→ **What to do**
Leaving the pictures aside, return the listing exactly as it appears.

→ **Records for processing**
*-*-*

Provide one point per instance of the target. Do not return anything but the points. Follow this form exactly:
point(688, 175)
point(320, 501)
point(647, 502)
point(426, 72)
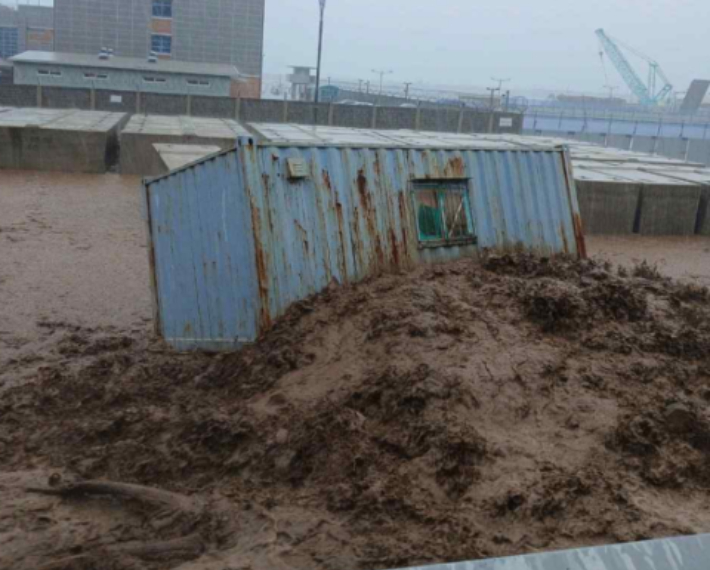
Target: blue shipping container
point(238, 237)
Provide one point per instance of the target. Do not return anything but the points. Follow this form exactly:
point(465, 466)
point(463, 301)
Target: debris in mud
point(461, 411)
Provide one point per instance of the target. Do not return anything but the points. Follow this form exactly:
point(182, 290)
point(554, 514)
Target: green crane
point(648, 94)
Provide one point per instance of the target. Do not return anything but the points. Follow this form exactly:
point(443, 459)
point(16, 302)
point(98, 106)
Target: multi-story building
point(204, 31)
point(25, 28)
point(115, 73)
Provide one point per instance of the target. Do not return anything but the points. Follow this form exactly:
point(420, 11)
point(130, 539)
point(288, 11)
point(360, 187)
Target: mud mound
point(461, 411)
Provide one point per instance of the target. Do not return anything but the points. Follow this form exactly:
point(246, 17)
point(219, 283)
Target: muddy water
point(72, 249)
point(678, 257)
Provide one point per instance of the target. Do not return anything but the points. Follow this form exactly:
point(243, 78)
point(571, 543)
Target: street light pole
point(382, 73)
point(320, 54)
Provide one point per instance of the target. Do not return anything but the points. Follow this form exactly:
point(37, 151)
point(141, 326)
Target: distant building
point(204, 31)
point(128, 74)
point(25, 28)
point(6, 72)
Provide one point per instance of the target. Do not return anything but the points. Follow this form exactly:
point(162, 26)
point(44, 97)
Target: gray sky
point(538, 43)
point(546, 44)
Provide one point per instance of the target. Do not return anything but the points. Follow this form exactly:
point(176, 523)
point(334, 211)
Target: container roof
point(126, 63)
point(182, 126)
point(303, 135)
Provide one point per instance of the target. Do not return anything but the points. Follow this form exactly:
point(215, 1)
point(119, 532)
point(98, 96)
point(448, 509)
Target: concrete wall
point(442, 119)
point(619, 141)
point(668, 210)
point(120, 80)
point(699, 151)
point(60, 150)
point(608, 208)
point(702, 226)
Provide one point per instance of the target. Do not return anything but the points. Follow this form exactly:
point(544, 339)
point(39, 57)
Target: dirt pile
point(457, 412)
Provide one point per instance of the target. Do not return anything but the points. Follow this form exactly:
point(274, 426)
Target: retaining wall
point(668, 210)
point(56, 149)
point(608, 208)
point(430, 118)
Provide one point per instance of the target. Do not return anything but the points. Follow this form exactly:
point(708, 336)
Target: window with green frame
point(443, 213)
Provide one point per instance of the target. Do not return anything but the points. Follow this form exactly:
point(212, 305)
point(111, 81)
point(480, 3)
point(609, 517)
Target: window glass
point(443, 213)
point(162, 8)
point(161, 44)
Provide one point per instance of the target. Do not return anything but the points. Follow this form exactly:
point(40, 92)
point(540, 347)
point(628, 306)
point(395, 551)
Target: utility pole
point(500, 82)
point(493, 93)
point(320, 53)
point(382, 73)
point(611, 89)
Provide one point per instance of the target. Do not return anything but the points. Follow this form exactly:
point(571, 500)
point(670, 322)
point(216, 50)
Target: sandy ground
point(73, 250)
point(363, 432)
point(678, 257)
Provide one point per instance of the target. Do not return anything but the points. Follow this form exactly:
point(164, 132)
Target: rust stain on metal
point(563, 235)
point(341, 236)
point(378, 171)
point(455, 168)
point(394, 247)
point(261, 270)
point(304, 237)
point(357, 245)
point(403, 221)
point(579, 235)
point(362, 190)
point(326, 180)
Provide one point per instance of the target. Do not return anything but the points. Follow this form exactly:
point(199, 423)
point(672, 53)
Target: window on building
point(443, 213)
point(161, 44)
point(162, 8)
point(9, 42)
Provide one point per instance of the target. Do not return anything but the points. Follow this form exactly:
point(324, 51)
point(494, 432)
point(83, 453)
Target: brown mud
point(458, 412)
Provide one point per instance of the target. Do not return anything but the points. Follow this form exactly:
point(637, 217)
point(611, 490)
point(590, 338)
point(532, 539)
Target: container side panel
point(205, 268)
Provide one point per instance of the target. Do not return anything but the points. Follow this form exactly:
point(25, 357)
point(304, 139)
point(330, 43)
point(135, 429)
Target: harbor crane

*-*-*

→ **Solution for this exercise**
Provide one point per instance of the target. Do not return anything but the points. Follow this form exactly:
point(688, 175)
point(320, 501)
point(647, 502)
point(426, 72)
Target: blue shipping container
point(238, 237)
Provide one point per instance of the target. Do not return anything but the points. Follow this form exactly:
point(465, 466)
point(463, 301)
Target: debris in mud
point(461, 411)
Provide one point per instance of the target. Do not return anything but the points. Follow this form exactly:
point(182, 290)
point(554, 514)
Target: green crane
point(648, 94)
Provide one point per instance of the target. Do not return anything but the points. Follow this form exactly:
point(443, 459)
point(16, 302)
point(98, 106)
Target: multi-story building
point(204, 31)
point(25, 28)
point(115, 73)
Provide one point per instance of the target. Do not return anything but the points. Follow this form exactly:
point(420, 11)
point(130, 539)
point(288, 11)
point(360, 187)
Target: mud mound
point(461, 411)
Provide one point per instance of the target. Do not return anything but the points. Follow this form exactly:
point(246, 17)
point(219, 283)
Target: muddy water
point(72, 249)
point(678, 257)
Provide one point per instance of the target. Do not return anything but the points. Follow this form exactly:
point(243, 78)
point(571, 543)
Target: street light pole
point(382, 73)
point(320, 54)
Provide one point per instance of the target. Do not return anything but the points. Follow this form exactly:
point(37, 151)
point(141, 326)
Target: distant building
point(204, 31)
point(128, 74)
point(25, 28)
point(6, 72)
Provide one point per instance of the target. Do not return anything but the points. Follow this form exactly:
point(162, 26)
point(44, 97)
Target: gray sky
point(538, 43)
point(546, 44)
Provide one point per instance of the target. Do not return anything but the points. Follow this form exactly:
point(176, 523)
point(334, 211)
Target: container roof
point(126, 63)
point(182, 126)
point(303, 135)
Provide one point per instance of the target. Do not return anything but the points. Follow this form exactly:
point(215, 1)
point(119, 532)
point(98, 96)
point(448, 509)
Target: concrete wall
point(442, 119)
point(619, 141)
point(668, 210)
point(120, 80)
point(699, 151)
point(60, 150)
point(608, 208)
point(702, 226)
Provide one point per instance of the target. Do not return anything but the points. Follow this form exactly:
point(544, 339)
point(39, 57)
Target: dirt pile
point(457, 412)
Provide one point per instance of the target. Do not return anything but the points. Follow this form exactly:
point(274, 426)
Target: retaining wall
point(668, 210)
point(56, 149)
point(608, 208)
point(430, 118)
Provide one point per instance of the target. Do not return anything but the points. Follow this form exactly:
point(708, 336)
Target: window with green frame
point(443, 213)
Provide one point per instance of the target. Do not return anything but the points. Follow this form exactly:
point(212, 305)
point(111, 81)
point(480, 3)
point(609, 517)
Target: window glass
point(443, 213)
point(162, 8)
point(161, 44)
Provide one point per instance of the target. Do not return anything but the points. Follow this form exactly:
point(40, 92)
point(540, 347)
point(628, 306)
point(395, 551)
Target: utility pole
point(500, 82)
point(493, 93)
point(320, 53)
point(382, 73)
point(611, 89)
Provide one point per instance of the target. Do not return anything but the points. Follow this form exactly:
point(571, 500)
point(670, 322)
point(216, 50)
Target: sandy ground
point(73, 250)
point(363, 432)
point(678, 257)
Provide one point per instance of the target. Do not return anything but the points. Follow this form exactly:
point(164, 132)
Target: rust stain on metal
point(563, 235)
point(341, 236)
point(378, 171)
point(455, 168)
point(394, 247)
point(261, 270)
point(304, 237)
point(357, 245)
point(403, 221)
point(579, 235)
point(362, 190)
point(326, 180)
Provide one point per instance of the target. Do not return anything but the points. Follow this form exactly:
point(199, 423)
point(672, 53)
Target: window on building
point(443, 213)
point(161, 44)
point(162, 8)
point(9, 42)
Provide one point per instance of the target. Do not return anything but the points. Follow this form exactly:
point(324, 51)
point(494, 432)
point(83, 453)
Target: brown mud
point(458, 412)
Provide one point per instance of the target. Do not return anything but the points. Follow this form exactly:
point(637, 217)
point(611, 490)
point(590, 338)
point(532, 539)
Target: container side panel
point(205, 268)
Provide one point per instance of the target. Do not return anything but the points. Follow this form exactly:
point(25, 357)
point(304, 139)
point(330, 43)
point(135, 429)
Target: harbor crane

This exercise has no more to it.